_HOW TO COMPLETE THIS TASK:_
Give a faithful, exact copy of all entries, minus the images.

Referring expression pointing data
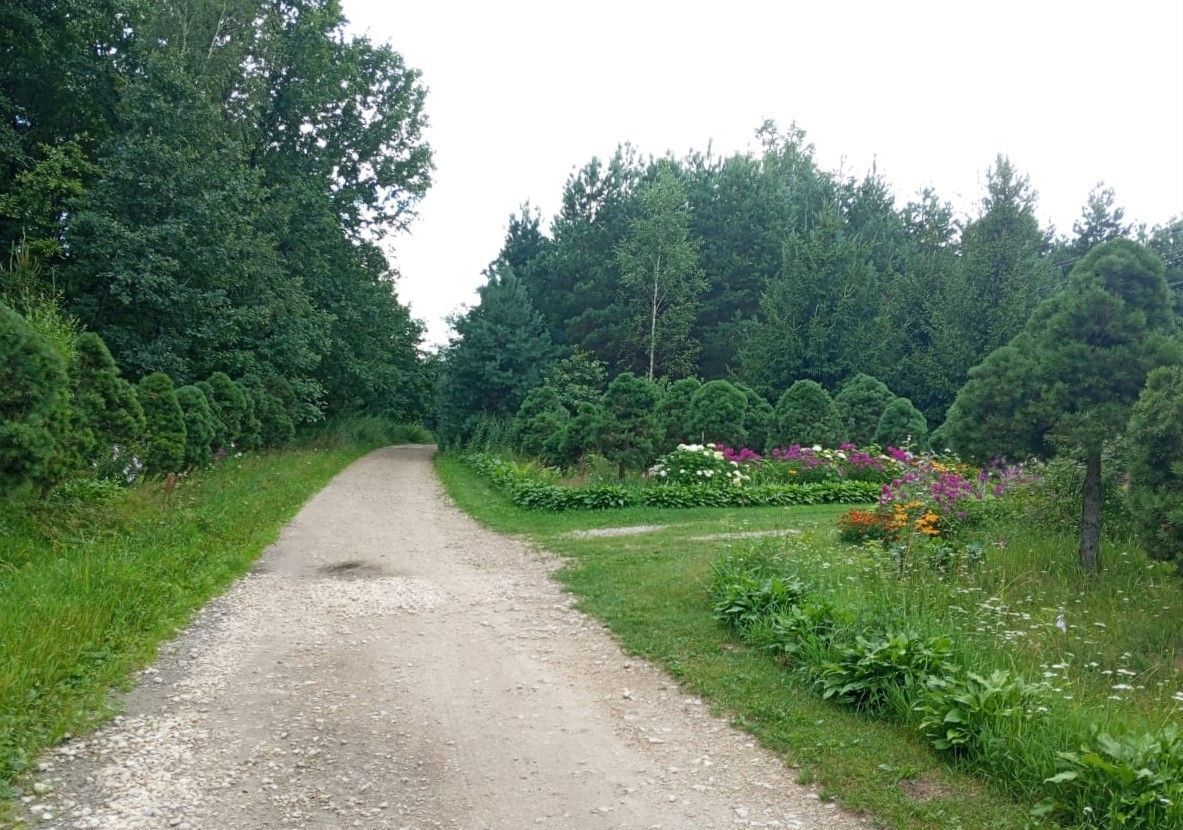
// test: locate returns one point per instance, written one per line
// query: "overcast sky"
(522, 92)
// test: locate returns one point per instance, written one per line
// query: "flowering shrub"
(698, 464)
(862, 525)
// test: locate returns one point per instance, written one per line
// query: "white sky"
(521, 92)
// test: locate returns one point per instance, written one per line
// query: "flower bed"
(535, 488)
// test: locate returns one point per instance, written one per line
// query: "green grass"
(90, 588)
(652, 591)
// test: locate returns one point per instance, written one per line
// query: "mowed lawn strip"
(651, 590)
(89, 591)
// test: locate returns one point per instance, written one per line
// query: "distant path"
(392, 665)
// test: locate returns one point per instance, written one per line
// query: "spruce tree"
(717, 414)
(806, 414)
(105, 401)
(861, 402)
(34, 403)
(199, 426)
(1156, 465)
(902, 425)
(629, 435)
(163, 436)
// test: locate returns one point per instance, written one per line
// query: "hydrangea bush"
(698, 464)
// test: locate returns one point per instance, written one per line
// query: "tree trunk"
(1091, 514)
(653, 317)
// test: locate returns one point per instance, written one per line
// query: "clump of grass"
(91, 582)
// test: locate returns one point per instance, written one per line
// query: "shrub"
(34, 403)
(583, 432)
(251, 438)
(163, 436)
(541, 423)
(199, 426)
(806, 414)
(885, 672)
(230, 406)
(1133, 782)
(673, 414)
(861, 402)
(857, 526)
(629, 429)
(276, 427)
(693, 464)
(1156, 465)
(757, 419)
(105, 402)
(717, 413)
(902, 425)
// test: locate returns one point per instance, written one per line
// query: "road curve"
(390, 665)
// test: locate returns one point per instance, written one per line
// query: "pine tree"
(199, 426)
(34, 403)
(1071, 377)
(163, 436)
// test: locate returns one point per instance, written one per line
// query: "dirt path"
(392, 665)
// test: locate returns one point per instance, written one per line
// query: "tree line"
(206, 185)
(763, 268)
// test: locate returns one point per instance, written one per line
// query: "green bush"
(902, 425)
(251, 436)
(757, 419)
(228, 402)
(1135, 782)
(163, 436)
(199, 426)
(693, 464)
(276, 427)
(34, 403)
(717, 414)
(861, 402)
(673, 414)
(582, 435)
(1156, 465)
(105, 402)
(806, 414)
(629, 435)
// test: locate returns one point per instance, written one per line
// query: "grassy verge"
(652, 590)
(89, 589)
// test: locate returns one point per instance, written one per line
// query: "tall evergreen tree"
(1071, 377)
(660, 277)
(502, 349)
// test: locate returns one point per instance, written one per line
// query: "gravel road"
(392, 665)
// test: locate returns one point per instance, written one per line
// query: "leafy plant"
(741, 603)
(1135, 782)
(873, 673)
(961, 713)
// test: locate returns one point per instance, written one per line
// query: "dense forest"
(764, 268)
(206, 185)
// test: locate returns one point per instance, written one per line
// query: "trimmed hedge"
(528, 488)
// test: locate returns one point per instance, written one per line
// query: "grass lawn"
(89, 589)
(652, 590)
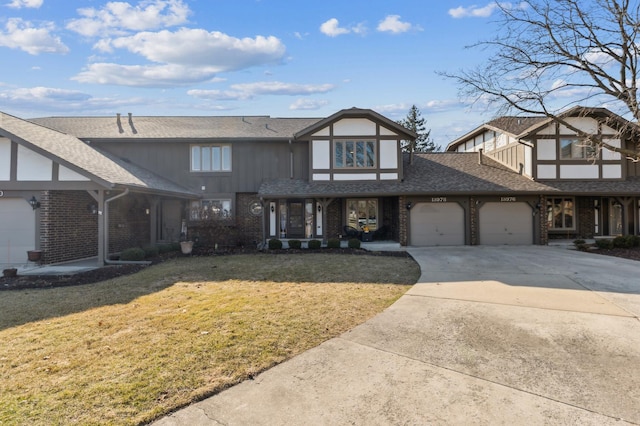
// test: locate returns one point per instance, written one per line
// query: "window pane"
(206, 158)
(195, 158)
(226, 158)
(339, 154)
(568, 213)
(360, 154)
(215, 151)
(371, 154)
(349, 154)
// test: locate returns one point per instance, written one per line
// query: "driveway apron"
(489, 335)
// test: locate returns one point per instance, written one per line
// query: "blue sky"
(241, 57)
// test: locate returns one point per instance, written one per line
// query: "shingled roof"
(177, 128)
(430, 174)
(71, 152)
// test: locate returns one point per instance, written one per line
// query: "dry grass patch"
(128, 350)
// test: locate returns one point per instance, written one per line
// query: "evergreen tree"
(414, 121)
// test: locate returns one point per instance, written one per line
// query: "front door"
(296, 219)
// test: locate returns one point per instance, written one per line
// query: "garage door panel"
(437, 224)
(506, 224)
(17, 230)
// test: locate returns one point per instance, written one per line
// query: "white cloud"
(308, 104)
(169, 75)
(19, 4)
(332, 28)
(20, 34)
(43, 94)
(246, 91)
(484, 11)
(183, 57)
(393, 24)
(118, 18)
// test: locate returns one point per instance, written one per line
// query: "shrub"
(151, 251)
(275, 244)
(333, 243)
(621, 242)
(295, 244)
(164, 248)
(354, 243)
(604, 244)
(581, 245)
(633, 240)
(132, 254)
(315, 244)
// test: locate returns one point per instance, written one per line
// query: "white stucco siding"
(611, 171)
(588, 171)
(528, 161)
(354, 126)
(611, 155)
(323, 132)
(321, 154)
(5, 159)
(546, 149)
(547, 171)
(33, 166)
(386, 132)
(321, 176)
(388, 176)
(354, 176)
(388, 154)
(68, 175)
(585, 124)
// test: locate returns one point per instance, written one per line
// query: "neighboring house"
(587, 194)
(99, 185)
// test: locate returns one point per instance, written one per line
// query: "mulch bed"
(114, 271)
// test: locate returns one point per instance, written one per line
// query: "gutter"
(106, 235)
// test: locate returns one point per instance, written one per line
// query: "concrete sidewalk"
(489, 335)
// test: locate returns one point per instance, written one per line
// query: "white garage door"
(506, 223)
(437, 224)
(17, 230)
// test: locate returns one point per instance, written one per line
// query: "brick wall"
(129, 223)
(68, 230)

_EXPECTED ANSWER:_
// test: locate returns one point per instance, written one per line
// query: "overcast sky"
(522, 92)
// test: locate returns one point per instance, written one per line
// query: "flowering shrub"
(698, 464)
(862, 525)
// test: locate returns one point per instance, written one per line
// query: "white sky"
(521, 92)
// test: locate returns one point per instance, written one per line
// query: "flower bed"
(535, 488)
// test: locate returns one point per instance, written one per line
// query: "green grass"
(90, 588)
(652, 591)
// test: locate returns one point per instance, written one per line
// query: "mowed lawn strip"
(651, 590)
(89, 591)
// test: locate returns one point per instance, written one per line
// query: "distant path"
(392, 665)
// test: locate returns one point per instance, written one per line
// query: "spruce tree"
(717, 414)
(806, 414)
(105, 401)
(861, 402)
(34, 403)
(199, 426)
(1156, 465)
(902, 425)
(629, 435)
(163, 436)
// test: locate returns one point per instance, written one per line
// query: "hydrangea bush"
(698, 464)
// test: locate returns one point per instance, written one per line
// query: "tree trunk"
(1091, 514)
(653, 317)
// test: locate returns one point per instance, written one per line
// query: "clump of grass"
(91, 582)
// test: locate returns one point per instance, written one per line
// query: "shrub"
(34, 403)
(583, 432)
(251, 438)
(163, 436)
(541, 423)
(199, 426)
(806, 414)
(885, 672)
(230, 406)
(1133, 782)
(673, 414)
(861, 402)
(857, 526)
(629, 429)
(276, 427)
(693, 464)
(1156, 465)
(757, 419)
(105, 402)
(717, 413)
(902, 425)
// test: locate returns one point per instance, written one per line
// query: "road curve"
(390, 665)
// test: locate returns one point per instance, written one per line
// query: "pine tree"
(199, 426)
(34, 403)
(1071, 377)
(163, 436)
// test: locate returns one point per instance, written one per line
// query: "dirt path"
(392, 665)
// test: locate returns one point per instance, written one per line
// query: "tree line"
(206, 185)
(763, 268)
// test: locate returns one point per instance, written one per line
// query: "green bush"
(902, 425)
(251, 436)
(757, 419)
(228, 402)
(1135, 782)
(163, 436)
(199, 426)
(693, 464)
(276, 427)
(34, 403)
(717, 414)
(861, 402)
(673, 414)
(582, 435)
(1156, 465)
(105, 402)
(806, 414)
(629, 435)
// test: locate returns one point per instance, written one per line
// query: "grassy verge"
(652, 590)
(89, 589)
// test: locate returns one point per instance, written one per line
// query: "tall evergreen tree"
(1071, 377)
(660, 277)
(502, 349)
// test: locate returns one point per instance, written one per line
// query: "gravel road"
(392, 665)
// test: locate returns one point per instance, written one per line
// query: "leafy plant"
(741, 603)
(1135, 782)
(873, 673)
(961, 713)
// test: locate returns one point per instance, written one per line
// query: "dense forest"
(764, 268)
(206, 185)
// test: locate returns one point per instance, written one per line
// query: "trimmed hedge"
(528, 488)
// test: locate returns one point per instance, written one per line
// query: "grass lawn"
(89, 589)
(652, 590)
// test: locate returns one point per instance, written one per line
// query: "window pane"
(206, 158)
(195, 158)
(226, 158)
(339, 154)
(568, 213)
(360, 154)
(215, 151)
(371, 154)
(349, 154)
// test: locate returns one point per instance, written one per line
// query: "driveway apron"
(489, 335)
// test: locate returns one point per instance, written one per line
// query: "blue sky"
(241, 57)
// test: locate returns one point per instance, written one per line
// query: "shingled roof"
(177, 128)
(430, 174)
(71, 152)
// test: locate returns one point per instance, written one per line
// query: "dry grass patch"
(128, 350)
// test: locate returns one point per instance, written one per line
// query: "evergreen tree"
(414, 121)
// test: locate returns one point per instance, written one per line
// query: "front door"
(296, 219)
// test: locate returns one point per instance, written one per line
// query: "garage door panel"
(437, 224)
(506, 224)
(17, 230)
// test: locate returns one point per instance, written one per line
// query: "white cloud"
(308, 104)
(169, 75)
(19, 4)
(332, 28)
(20, 34)
(43, 94)
(246, 91)
(484, 11)
(183, 57)
(393, 24)
(118, 18)
// test: locate returns one point per instance, written one per line
// query: "shrub"
(151, 251)
(275, 244)
(333, 243)
(621, 242)
(295, 244)
(164, 248)
(354, 243)
(604, 244)
(581, 245)
(633, 240)
(132, 254)
(315, 244)
// test: locate returns one point per instance, written one per line
// query: "white stucco siding"
(611, 171)
(588, 171)
(528, 161)
(354, 126)
(611, 155)
(323, 132)
(321, 154)
(5, 159)
(546, 149)
(547, 171)
(33, 166)
(386, 132)
(321, 176)
(388, 176)
(354, 176)
(388, 154)
(68, 175)
(585, 124)
// test: locate returns one point per instance, written one per line
// query: "neighboring house"
(587, 194)
(99, 185)
// test: locate returns one point per instance, written one per line
// query: "mulch bed"
(114, 271)
// test: locate returns one point per instance, written one per line
// query: "gutter"
(106, 235)
// test: locate returns one point per instance, written one per line
// query: "concrete sidewalk"
(489, 335)
// test: locate returns one point per instance, written one per line
// query: "white garage door"
(506, 223)
(437, 224)
(17, 230)
// test: locate returns one point per instance, written one per line
// query: "brick wall"
(129, 223)
(68, 230)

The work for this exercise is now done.